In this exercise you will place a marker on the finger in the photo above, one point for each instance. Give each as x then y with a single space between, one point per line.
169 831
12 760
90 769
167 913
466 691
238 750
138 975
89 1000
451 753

────────

# TASK TO COMPLETE:
Write out every entry exactly as it appears.

# EXPECTED ANSWER:
In this exercise you will place a marker on the finger in the photo above, one point for each instance. Give each as x then y with a single space between, one point per line.
169 831
12 760
90 769
167 913
466 691
238 750
138 975
89 1000
451 753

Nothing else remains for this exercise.